> **Given request**
Convert the lines of the records below into a numbered list, starting with the line that contains "Would you be able to indicate the thin" and continuing through the line that contains "column 686, row 207", both included. Include only those lines and omit any blank ones.

__________

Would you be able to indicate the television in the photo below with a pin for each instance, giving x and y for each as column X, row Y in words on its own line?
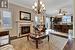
column 66, row 19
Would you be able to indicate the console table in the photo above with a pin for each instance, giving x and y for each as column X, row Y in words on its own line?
column 37, row 38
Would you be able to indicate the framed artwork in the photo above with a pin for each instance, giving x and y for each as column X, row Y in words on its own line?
column 25, row 16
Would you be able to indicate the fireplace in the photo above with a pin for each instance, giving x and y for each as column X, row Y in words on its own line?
column 25, row 29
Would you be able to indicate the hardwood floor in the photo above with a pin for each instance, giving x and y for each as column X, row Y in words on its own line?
column 70, row 45
column 55, row 43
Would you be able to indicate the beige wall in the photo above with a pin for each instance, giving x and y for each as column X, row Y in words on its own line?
column 15, row 17
column 73, row 18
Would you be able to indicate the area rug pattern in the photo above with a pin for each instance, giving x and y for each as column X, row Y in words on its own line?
column 55, row 43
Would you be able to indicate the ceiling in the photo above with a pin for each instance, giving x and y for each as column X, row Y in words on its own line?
column 51, row 5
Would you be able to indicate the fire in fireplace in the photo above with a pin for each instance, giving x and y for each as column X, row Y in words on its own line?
column 25, row 29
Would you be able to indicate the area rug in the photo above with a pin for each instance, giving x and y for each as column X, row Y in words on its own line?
column 55, row 43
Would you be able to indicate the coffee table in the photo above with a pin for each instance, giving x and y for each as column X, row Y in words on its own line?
column 37, row 38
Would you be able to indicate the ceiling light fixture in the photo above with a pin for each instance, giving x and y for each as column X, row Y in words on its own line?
column 39, row 7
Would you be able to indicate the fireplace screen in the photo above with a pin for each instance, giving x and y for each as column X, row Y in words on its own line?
column 25, row 29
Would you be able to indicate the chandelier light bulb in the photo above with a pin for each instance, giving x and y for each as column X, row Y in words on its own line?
column 41, row 2
column 43, row 5
column 33, row 7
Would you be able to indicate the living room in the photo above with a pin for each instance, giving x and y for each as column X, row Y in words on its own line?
column 20, row 21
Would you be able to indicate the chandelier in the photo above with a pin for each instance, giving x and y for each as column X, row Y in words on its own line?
column 39, row 7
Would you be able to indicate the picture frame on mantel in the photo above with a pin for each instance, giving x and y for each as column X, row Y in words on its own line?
column 25, row 16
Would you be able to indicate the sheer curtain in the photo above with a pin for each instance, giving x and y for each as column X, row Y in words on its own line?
column 47, row 22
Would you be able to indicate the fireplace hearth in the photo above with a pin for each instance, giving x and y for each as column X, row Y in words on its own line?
column 25, row 29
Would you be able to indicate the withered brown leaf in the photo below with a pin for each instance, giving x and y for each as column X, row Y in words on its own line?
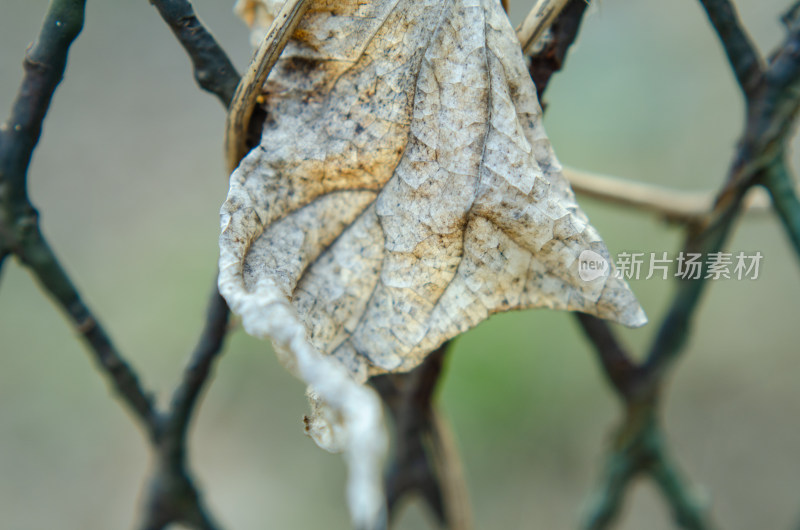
column 404, row 190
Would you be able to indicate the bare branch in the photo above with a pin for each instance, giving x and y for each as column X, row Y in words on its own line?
column 244, row 100
column 617, row 364
column 552, row 57
column 741, row 52
column 213, row 71
column 199, row 369
column 540, row 17
column 673, row 205
column 425, row 460
column 44, row 66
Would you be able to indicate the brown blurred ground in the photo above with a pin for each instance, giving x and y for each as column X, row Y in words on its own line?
column 129, row 179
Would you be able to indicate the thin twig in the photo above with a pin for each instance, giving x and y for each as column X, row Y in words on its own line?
column 538, row 20
column 553, row 56
column 425, row 459
column 244, row 100
column 44, row 66
column 616, row 362
column 741, row 52
column 200, row 365
column 686, row 207
column 213, row 71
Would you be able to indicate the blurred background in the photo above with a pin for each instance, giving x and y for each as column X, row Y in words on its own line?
column 129, row 178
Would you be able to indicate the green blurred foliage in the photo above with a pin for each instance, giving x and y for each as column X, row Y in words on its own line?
column 129, row 178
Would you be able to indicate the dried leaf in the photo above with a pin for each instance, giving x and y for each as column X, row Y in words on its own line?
column 403, row 191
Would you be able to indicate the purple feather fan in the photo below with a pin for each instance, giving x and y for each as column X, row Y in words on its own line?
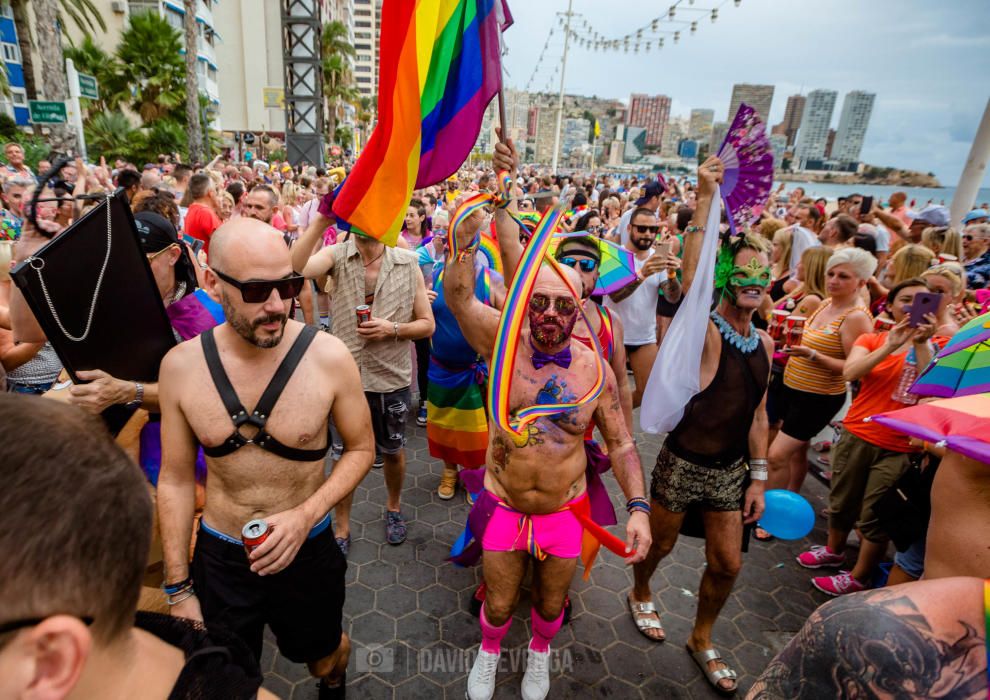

__________

> **Written response**
1. Would you be able to indicate the thin twig in the photo above with a pin for each instance, giving x and y for each as column X, row Y in words on its own line?
2. column 538, row 20
3. column 553, row 56
4. column 425, row 459
5. column 244, row 100
6. column 44, row 66
7. column 616, row 362
8. column 741, row 52
9. column 200, row 365
10. column 686, row 207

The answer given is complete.